• TASK TO CARRY OUT
Copy exactly the stretch of data below from the line with "Target: rectangular window" through the line with "Target: portico", including both of those lines.

Top of INPUT DATA

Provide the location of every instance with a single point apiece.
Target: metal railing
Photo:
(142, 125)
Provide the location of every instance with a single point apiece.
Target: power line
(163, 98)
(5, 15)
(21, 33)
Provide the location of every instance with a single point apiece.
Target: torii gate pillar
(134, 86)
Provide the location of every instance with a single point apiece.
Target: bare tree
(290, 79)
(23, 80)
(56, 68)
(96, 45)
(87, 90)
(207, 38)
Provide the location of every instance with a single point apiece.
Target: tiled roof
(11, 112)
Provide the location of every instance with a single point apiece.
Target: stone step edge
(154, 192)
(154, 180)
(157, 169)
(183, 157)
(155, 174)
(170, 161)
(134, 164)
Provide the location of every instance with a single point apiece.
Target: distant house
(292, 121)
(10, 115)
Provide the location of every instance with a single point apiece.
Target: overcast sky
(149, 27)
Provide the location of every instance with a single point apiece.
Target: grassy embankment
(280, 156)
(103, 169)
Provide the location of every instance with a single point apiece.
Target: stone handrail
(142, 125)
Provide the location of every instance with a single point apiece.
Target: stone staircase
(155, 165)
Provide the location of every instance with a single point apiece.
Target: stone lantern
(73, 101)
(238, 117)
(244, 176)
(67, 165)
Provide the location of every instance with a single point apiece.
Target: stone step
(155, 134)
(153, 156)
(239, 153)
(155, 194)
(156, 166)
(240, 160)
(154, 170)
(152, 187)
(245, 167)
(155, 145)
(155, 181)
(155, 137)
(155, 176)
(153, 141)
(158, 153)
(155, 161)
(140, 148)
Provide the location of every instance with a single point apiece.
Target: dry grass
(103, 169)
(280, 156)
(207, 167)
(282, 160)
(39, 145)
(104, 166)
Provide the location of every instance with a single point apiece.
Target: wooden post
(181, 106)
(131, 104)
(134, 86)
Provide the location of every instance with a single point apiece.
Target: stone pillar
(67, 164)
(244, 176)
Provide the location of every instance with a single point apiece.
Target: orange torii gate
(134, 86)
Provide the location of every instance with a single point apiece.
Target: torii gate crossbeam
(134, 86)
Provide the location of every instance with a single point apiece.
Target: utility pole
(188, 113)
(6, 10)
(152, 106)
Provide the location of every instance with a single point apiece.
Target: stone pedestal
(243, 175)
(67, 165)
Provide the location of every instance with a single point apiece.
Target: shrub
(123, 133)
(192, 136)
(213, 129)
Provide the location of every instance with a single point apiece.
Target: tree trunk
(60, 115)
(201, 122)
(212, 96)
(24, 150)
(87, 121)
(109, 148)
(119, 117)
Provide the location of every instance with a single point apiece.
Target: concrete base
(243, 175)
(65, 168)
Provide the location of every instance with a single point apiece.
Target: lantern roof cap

Bottom of INPUT DATA
Top of INPUT DATA

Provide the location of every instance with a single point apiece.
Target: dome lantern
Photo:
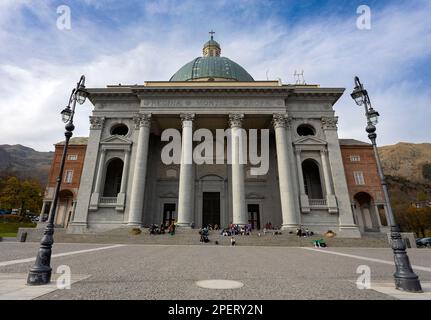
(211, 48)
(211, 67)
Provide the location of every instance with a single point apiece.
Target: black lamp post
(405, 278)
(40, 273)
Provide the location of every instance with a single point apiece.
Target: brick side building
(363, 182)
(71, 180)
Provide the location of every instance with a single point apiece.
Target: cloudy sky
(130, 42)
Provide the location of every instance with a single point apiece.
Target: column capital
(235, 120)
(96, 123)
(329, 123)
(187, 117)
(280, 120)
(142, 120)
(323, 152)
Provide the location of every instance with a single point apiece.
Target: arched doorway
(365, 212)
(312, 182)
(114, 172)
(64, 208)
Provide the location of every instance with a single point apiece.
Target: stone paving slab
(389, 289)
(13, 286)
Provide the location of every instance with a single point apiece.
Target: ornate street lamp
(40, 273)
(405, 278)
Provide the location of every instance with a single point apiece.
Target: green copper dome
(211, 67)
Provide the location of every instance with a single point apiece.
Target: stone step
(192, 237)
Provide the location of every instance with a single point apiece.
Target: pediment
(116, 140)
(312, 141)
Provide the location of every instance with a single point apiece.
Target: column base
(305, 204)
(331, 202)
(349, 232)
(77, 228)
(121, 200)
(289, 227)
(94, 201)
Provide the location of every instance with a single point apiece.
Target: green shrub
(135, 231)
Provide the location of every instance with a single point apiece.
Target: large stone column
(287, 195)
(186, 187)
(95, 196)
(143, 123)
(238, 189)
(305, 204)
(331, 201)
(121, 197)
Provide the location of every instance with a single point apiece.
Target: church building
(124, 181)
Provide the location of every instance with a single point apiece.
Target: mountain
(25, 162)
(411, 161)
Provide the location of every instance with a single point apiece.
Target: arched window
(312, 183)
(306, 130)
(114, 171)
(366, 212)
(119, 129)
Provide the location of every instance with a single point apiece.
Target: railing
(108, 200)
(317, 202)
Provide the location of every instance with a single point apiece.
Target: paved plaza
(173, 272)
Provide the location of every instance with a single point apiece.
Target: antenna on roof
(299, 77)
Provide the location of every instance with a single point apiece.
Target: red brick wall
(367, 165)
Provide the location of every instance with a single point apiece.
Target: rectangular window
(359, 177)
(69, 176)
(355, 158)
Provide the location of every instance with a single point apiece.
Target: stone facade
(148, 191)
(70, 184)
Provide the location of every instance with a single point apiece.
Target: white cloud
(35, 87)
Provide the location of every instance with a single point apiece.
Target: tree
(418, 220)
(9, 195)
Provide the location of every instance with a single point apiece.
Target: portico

Bottom of INPUT DATA
Top of INPUT DATA

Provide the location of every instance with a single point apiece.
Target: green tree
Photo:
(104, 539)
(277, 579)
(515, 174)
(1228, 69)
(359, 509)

Bottom of INPUT DATA

• RESULT OF THE TASK
Target: rectangular window
(359, 177)
(69, 176)
(355, 158)
Provide the location of every instance with a single point apiece.
Target: stone facade
(148, 191)
(70, 184)
Provide the location of every instance with a single point apiece.
Target: white cloud
(35, 87)
Provide the location of every instance with a single point apiece.
Target: tree
(418, 220)
(9, 195)
Provide the location of every instance with a single point apiece.
Target: portico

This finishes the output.